[start of PAGE TEXT]

If you look at Proposal #1, it does require an additional <owl:Data> tag
around RDF instances so that you can specify the imports information. So
you can either put the instances in an ontology (if they belong there)
or in a separate document. Now this does mean that existing RDF
documents would not be valid OWL, which I admitted above is an argument
against proposal #1, but as I said there, I think this can be mitigated
by saying how RDF data could be used in OWL.

As for tools outputing RDF as triples, I can't really speak to that
without knowing what tools your talking about. I admit I haven't used
many RDF tools, but I think most RDF parsers have something like an
RdfGraph object or data structure that contains the triples. It should
be easy enough to subclass this with (or embed in) an OwlGraph
object/data structure which has methods for retrieving imports
information.

> >Proposal #2 will make it easier to convert DAML+OIL to OWL
> >------------------------------------------------------------
> >This might be true to some extent, because I believe that as it stands
> >now, the conversion is simply a series of find and replaces so you could
> >do it all with a simple Unix script. However, I do not believe that
> >proposal #1 would require you to save a temporary file in order to do
> >the conversion. In the worst case, you'd have to do two reads of the
> >DAML+OIL document: one to collect up the ontology and imports
> >information, and one to create the OWL document with it in the right
> >place. However, since the DAML+OIL convention is to put the ontology
> >stuff at the top, I think a one pass program would work in most if not
> >all cases. Even so, since conversion tools only need to be used once per
> >document, the two pass algorithm isn't that expensive.

[end of PAGE TEXT]

#### DIRECTIONS
Write the next part of the message on the two OWL imports proposals, picking up after its final sentence.

[start of ENTRIES PROVIDED]

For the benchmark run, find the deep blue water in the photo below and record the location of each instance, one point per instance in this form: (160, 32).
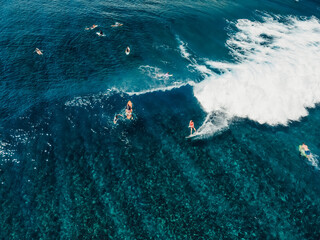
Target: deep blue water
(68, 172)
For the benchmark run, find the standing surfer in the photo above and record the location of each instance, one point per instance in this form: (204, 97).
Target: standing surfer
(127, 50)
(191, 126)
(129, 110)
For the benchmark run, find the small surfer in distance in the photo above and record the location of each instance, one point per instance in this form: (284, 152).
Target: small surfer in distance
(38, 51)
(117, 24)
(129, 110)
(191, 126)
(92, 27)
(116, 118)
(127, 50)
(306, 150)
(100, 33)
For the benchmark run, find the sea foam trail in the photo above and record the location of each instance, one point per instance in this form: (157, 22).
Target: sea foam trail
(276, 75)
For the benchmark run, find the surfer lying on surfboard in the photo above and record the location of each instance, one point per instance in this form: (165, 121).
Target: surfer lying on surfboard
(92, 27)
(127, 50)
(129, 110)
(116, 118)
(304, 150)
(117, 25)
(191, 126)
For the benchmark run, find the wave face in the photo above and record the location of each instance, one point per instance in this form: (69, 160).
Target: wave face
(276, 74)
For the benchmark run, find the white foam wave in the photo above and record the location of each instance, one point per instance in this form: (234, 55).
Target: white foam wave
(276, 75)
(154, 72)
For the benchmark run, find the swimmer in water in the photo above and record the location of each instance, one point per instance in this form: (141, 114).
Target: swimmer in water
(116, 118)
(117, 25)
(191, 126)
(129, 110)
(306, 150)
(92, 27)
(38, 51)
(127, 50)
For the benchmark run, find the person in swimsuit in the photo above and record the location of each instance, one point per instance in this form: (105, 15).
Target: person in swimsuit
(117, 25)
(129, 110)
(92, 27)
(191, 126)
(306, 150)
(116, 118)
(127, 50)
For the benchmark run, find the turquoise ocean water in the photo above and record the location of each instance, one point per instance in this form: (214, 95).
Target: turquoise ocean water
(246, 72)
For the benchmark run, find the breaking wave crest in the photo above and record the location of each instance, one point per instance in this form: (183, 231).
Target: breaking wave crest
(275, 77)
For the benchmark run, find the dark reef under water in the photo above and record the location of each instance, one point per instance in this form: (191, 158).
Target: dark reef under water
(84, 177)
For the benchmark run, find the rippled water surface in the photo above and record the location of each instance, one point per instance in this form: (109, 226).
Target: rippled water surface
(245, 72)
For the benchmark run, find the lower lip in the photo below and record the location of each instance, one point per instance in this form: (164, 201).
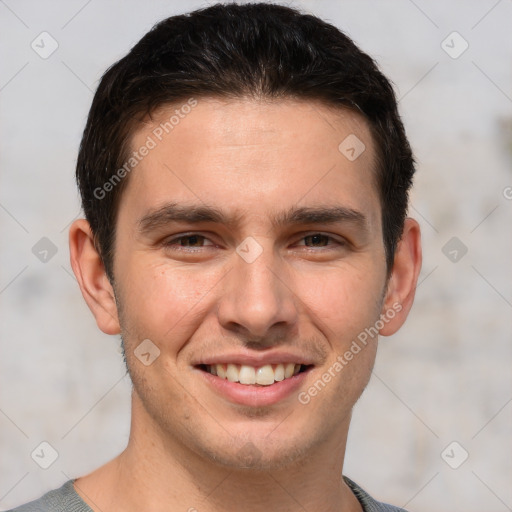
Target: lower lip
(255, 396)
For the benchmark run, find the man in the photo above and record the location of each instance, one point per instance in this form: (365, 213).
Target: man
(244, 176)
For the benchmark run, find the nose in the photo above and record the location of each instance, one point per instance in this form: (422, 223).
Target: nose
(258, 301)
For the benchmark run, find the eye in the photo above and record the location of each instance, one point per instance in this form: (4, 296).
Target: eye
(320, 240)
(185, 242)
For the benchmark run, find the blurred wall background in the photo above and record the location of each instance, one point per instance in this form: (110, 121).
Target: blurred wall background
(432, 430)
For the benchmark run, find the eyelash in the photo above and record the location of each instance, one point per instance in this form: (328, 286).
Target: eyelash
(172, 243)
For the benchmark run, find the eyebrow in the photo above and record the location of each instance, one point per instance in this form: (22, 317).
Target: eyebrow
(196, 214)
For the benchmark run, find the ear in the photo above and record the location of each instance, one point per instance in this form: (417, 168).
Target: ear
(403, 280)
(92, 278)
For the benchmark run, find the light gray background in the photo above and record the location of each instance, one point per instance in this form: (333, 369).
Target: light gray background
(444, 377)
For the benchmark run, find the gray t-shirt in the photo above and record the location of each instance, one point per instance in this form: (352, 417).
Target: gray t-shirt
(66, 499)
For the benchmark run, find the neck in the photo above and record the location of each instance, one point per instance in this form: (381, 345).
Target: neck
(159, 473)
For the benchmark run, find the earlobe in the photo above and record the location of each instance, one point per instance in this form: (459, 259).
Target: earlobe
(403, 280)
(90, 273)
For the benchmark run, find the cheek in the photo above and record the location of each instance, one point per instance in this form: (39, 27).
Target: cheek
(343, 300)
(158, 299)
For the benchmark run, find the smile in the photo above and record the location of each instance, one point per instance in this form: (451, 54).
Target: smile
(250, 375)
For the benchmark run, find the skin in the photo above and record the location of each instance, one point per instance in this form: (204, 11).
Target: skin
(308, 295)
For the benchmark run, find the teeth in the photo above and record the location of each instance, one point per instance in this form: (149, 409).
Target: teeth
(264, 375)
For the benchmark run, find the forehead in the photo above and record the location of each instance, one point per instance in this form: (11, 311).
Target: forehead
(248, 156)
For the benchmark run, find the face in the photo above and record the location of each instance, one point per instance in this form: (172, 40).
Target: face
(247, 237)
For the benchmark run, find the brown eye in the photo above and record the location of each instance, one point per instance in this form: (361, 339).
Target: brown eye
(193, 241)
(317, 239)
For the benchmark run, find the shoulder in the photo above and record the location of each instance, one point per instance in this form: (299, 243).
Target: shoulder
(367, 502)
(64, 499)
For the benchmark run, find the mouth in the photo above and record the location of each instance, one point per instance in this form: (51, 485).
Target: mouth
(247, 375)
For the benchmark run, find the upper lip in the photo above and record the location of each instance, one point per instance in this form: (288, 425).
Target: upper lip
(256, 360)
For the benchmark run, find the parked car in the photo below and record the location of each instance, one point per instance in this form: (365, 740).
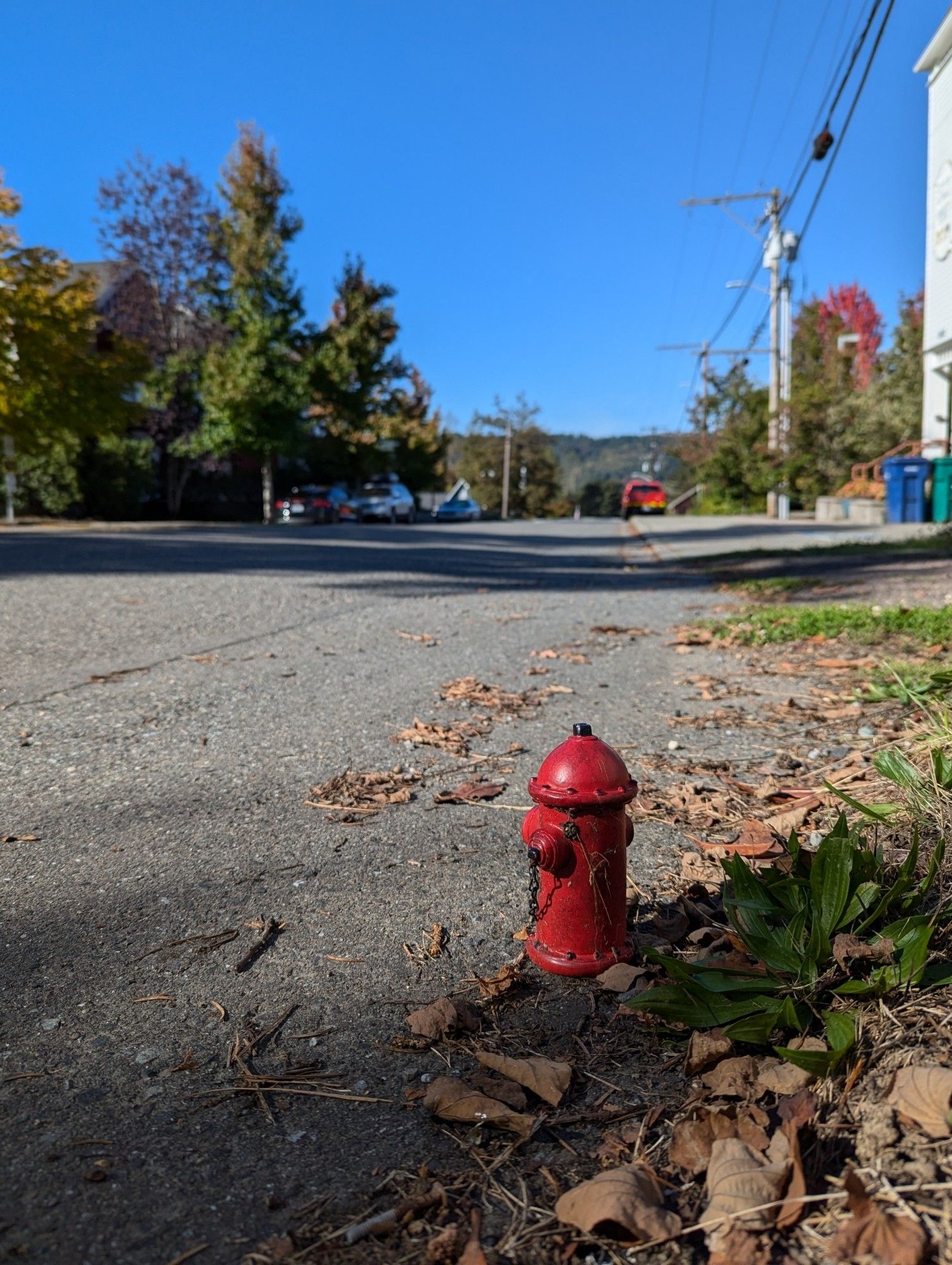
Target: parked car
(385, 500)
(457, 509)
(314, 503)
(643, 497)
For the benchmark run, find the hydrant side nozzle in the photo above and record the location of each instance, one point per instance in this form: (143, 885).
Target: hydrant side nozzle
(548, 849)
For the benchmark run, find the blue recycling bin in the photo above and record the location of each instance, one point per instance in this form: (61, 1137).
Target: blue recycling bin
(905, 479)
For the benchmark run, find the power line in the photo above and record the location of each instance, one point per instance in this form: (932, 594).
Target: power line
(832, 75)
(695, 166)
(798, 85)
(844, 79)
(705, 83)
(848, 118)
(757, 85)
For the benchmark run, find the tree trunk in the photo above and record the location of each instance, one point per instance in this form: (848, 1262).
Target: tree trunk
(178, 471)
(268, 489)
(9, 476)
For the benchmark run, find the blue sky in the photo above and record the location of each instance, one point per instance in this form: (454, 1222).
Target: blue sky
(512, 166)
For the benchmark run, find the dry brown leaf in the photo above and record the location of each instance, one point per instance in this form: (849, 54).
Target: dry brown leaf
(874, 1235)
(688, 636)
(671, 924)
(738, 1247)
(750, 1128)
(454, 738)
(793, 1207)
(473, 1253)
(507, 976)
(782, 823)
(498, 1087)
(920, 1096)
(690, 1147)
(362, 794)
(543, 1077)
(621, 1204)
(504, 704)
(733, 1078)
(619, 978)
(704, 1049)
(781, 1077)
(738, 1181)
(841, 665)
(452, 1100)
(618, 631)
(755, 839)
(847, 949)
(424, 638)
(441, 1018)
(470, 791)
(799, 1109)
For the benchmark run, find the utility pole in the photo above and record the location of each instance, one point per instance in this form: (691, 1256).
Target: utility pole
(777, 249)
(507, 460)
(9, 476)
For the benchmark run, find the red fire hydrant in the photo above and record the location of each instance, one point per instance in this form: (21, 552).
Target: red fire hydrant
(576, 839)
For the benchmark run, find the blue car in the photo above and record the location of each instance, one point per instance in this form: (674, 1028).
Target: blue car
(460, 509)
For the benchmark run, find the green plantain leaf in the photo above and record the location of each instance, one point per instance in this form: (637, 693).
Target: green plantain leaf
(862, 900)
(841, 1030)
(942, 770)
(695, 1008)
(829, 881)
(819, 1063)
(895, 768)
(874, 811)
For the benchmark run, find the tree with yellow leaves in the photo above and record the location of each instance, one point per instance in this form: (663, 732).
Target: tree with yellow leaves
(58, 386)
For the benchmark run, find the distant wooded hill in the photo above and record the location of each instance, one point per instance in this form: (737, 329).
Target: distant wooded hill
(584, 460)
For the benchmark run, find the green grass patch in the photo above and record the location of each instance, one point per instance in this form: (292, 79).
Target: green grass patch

[end of ENTRIES PROVIDED]

#### ANSWER TO THE TASK
> 
> well, we use a simple PERL script to import all sorts of things into
> OWL, and also have a python front end for RIC so we can read N3, and
> an RDF triples to Parka converter and a few other things that would
> have to be rewritten to either create documents or to do explicit
> imports -- but all those could be rewritten, or we could ignore
> imports...

I don't see what the problem is. OWL is an evolving language. Once it is
set in stone, we'll all have to modify our tools to work with it,
regardless of whether or not it has imports.

> >
> >I look forward to your counter-arguments. I think this is a very useful
> >and important discussion.
> 
> The real problem is I think you've missed the key argument - not
> having the imports statement in the graph means we cannot have
> non-document-based tools for handling OWL unless they ignore imports
> (which is actually okay with me).  If we say the owl:ontology
> statements do go in the graph, then we can put them there.  IF we say
> they don't, then we lose interoperability.  Your approach cannot have
> it both ways -- you think you can because you're starting from the
> assumption that everything lives in documents -- but that isn't true
> - once my crawler grabs stuff and pulls it into ParkaSW, for example,
> all we keep around are the triples (including an extra one with a
> pointer back to an original document if we started from one).  Mike
> Dean does  the same with his Daml crawler [1]
> (5,000,000 DAML assertions found so far on 20k+ pages) -- the
> assertions go into his DAML DB, and thus you could not query for
> imports statements once things were in the graph -- unless he puts
> them there, in which case why don't we just do it in the first place?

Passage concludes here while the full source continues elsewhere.